_Seção do texto_:
____________
Mai 29 2014, 12:40am
Ilustrações por Jenny Hirons.
Quem decide entrar para um curso universitário de artes ou humanidades provavelmente vai ter que ler críticos literários e sociais pós-modernos e neomarxistas, que vão fazer sua cabeça doer e seu corpo ansiar por um pouquinho de pornografia. Enquanto raça, esse pessoal é conhecido como “teóricos críticos”.
Agora você deve estar pensando: Ah, mas eu não preciso realmente ler essa gente; é só ler o Cliffs Notes. Nesse caso, só vou dizer o seguinte: você faz bem, viu. Não tem muito por que ler esses livros, e muito menos a teoria em torno deles. A educação é um negócio fácil e barato (não literalmente, infelizmente) hoje em dia, e você não precisa ser muito inteligente para conseguir um diploma de Humanas numa universidade decente.
Mas se você acha que precisa ir além do estritamente necessário, por que não ler alguma coisa difícil de entender que pode não significar porcaria nenhuma, né? Afinal de contas, estudo é isso aí. Um ano depois de sair da faculdade você vai continuar não fazendo a menor ideia do que isso quer dizer, mas vai ter um entendimento melhor e instintivo (ou seja, emprestado) da sociedade, e por um breve momento vai poder dizer: “Eu li Roland Barthes, e meio que entendi onde ele queria chegar”.
____________
_Registros fornecidos_:
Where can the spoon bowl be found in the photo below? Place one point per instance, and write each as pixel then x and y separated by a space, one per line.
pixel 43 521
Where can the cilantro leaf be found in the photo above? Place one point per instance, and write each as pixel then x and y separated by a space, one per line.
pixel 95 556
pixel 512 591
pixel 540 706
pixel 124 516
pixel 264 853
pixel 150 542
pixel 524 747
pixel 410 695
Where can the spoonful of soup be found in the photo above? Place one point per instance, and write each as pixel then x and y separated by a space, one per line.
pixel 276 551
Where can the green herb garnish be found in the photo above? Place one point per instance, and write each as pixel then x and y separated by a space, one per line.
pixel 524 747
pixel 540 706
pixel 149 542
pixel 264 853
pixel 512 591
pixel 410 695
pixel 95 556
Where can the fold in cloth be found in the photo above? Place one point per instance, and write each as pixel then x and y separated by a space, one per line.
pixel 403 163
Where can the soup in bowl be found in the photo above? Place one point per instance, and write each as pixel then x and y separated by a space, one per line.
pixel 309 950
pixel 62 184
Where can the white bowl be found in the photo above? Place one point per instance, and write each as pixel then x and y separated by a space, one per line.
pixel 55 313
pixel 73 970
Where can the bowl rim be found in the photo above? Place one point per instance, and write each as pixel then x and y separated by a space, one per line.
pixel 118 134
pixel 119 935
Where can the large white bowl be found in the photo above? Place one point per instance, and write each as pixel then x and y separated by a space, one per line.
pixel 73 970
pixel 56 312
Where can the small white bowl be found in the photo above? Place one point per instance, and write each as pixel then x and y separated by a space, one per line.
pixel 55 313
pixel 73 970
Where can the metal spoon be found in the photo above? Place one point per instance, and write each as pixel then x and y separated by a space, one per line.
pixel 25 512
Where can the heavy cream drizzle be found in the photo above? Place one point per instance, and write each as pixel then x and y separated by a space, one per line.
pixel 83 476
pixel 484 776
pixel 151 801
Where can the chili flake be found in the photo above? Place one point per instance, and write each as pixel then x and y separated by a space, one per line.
____________
_Tarefas a cumprir_:
A – Resuma em duas frases o texto sobre os teóricos críticos.
B – Reproduza palavra por palavra o trecho do texto sobre os teóricos críticos que começa em "Mai 29 2014, 12:40am" e termina em "numa universidade decente.".
C – Por favor, dê seguimento ao texto sobre os teóricos críticos a partir do ponto em que ele termina.

_Respostas finais_:
A – Quem entra num curso universitário de artes ou humanidades provavelmente terá de ler críticos literários e sociais pós-modernos e neomarxistas, conhecidos como “teóricos críticos”, cuja leitura faz a cabeça doer. Segundo o texto, basta o Cliffs Notes para conseguir um diploma de Humanas, mas quem quiser ir além pode ler algo difícil e sair com um entendimento melhor, ainda que emprestado, da sociedade.

B –
Mai 29 2014, 12:40am
Ilustrações por Jenny Hirons.
Quem decide entrar para um curso universitário de artes ou humanidades provavelmente vai ter que ler críticos literários e sociais pós-modernos e neomarxistas, que vão fazer sua cabeça doer e seu corpo ansiar por um pouquinho de pornografia. Enquanto raça, esse pessoal é conhecido como “teóricos críticos”.
Agora você deve estar pensando: Ah, mas eu não preciso realmente ler essa gente; é só ler o Cliffs Notes. Nesse caso, só vou dizer o seguinte: você faz bem, viu. Não tem muito por que ler esses livros, e muito menos a teoria em torno deles. A educação é um negócio fácil e barato (não literalmente, infelizmente) hoje em dia, e você não precisa ser muito inteligente para conseguir um diploma de Humanas numa universidade decente.

C –
Tratando-se do final intelectualmente desafiador da biblioteca – como tudo na maioria das universidades – pode ser melhor abraçar isso no começo, e depois encarar essas coisas todas com uma sobrancelha levantada. “Ah, os bons tempos”, você vai poder dizer daqui a 40 anos quando cruzar com uma cópia esquecida do Second Skins: The Body Narratives of Transsexuality, do Jay Prosser.
Enquanto isso, aqui vão alguns personagens e situações com que você vai topar em sua jornada pela selva lógica da teoria crítica.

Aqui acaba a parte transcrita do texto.